Write out the entries once more, exactly as they appear.

[Dataset items]
----

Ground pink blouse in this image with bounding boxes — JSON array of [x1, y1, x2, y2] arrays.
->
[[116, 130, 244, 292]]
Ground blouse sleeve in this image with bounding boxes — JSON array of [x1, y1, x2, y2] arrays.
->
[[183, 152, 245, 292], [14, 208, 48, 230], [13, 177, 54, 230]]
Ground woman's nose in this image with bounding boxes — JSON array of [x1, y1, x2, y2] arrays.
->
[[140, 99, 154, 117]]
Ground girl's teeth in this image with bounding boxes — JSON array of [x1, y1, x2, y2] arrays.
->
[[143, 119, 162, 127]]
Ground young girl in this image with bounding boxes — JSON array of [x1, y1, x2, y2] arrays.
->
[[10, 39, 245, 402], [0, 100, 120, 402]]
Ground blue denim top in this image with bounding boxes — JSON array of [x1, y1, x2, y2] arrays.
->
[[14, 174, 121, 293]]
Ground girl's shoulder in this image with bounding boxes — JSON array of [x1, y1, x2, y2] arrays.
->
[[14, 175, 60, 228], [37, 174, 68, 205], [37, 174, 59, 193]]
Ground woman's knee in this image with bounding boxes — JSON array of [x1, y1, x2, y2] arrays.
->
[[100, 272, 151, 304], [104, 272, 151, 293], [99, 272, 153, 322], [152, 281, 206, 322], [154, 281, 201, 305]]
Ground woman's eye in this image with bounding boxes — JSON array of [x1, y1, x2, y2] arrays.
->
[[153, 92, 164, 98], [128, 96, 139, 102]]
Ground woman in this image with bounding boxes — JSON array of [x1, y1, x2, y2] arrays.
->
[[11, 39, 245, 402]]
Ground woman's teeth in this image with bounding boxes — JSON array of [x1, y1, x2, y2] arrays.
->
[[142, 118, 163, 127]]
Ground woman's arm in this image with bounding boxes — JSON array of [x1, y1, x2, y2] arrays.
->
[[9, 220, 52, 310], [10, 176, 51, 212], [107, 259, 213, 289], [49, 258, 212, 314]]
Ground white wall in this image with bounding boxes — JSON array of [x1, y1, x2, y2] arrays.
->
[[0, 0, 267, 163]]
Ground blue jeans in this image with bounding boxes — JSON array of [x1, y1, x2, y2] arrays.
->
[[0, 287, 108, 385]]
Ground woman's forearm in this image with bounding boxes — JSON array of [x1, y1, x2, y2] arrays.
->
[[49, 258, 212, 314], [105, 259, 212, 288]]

----

* **Your response**
Ground pink blouse in this image with bounding boxes — JSON array of [x1, y1, x2, y2] arrays.
->
[[116, 130, 244, 292]]
Ground blouse sleeve in this image with bounding boxes — JSON array of [x1, y1, x2, y2] arrays.
->
[[183, 152, 245, 292], [14, 208, 48, 230], [13, 177, 54, 230]]
Ground woman's nose in this image with bounding boxes — JSON array of [x1, y1, x2, y2] arrays.
->
[[140, 99, 154, 117]]
Ground girl's teeth in this image with bounding boxes — JSON array of [x1, y1, x2, y2] arrays.
->
[[143, 119, 162, 127]]
Ground young girl in this image with bounding boxes — JSON array of [x1, y1, x2, y2] arrays.
->
[[10, 39, 245, 402], [0, 100, 120, 402]]
Ground blue denim top in this image with bounding boxes — JSON array of [x1, y1, x2, y2] arrays.
->
[[14, 174, 121, 293]]
Ground girl's shoulder in this image with bounding boxes — JSON array of [x1, y1, x2, y2] arrays.
->
[[14, 175, 60, 228], [37, 174, 68, 205], [37, 174, 59, 193]]
Ground woman's knee in this image with bounding boxes — JSON array of [x1, y1, x2, y2] arrays.
->
[[100, 272, 151, 304], [104, 272, 151, 293], [99, 272, 153, 322], [152, 281, 206, 322], [154, 281, 201, 305]]
Ground woman's eye in this image with bounding boxes — JSON array of [x1, y1, x2, y2] arrays.
->
[[153, 92, 164, 98], [128, 96, 139, 102]]
Ground woman in this image with bounding boxes — JSON array of [x1, y1, x2, y2] arrays.
->
[[11, 39, 245, 402]]
Ground woman's teeth in this image with bounding boxes — JSON array of [x1, y1, x2, y2] arrays.
->
[[142, 118, 163, 127]]
Ground woman's arm in this image with bounding boxes — JSON array of [x1, y1, x2, y2] arrays.
->
[[9, 220, 52, 310], [10, 176, 51, 212], [107, 259, 213, 289], [49, 258, 212, 314]]
Ground white wall in this image with bounding boxes — JSON array of [x1, y1, x2, y2] arrays.
->
[[0, 0, 267, 163]]
Ground blue jeans in this image with bounding boxes — JSON array of [x1, y1, x2, y2] arrays.
->
[[0, 287, 108, 385]]
Ground woman's forearm in this image with bounding boxes — JSON array of [x1, y1, x2, y2] arrays.
->
[[49, 258, 212, 314], [105, 259, 212, 288]]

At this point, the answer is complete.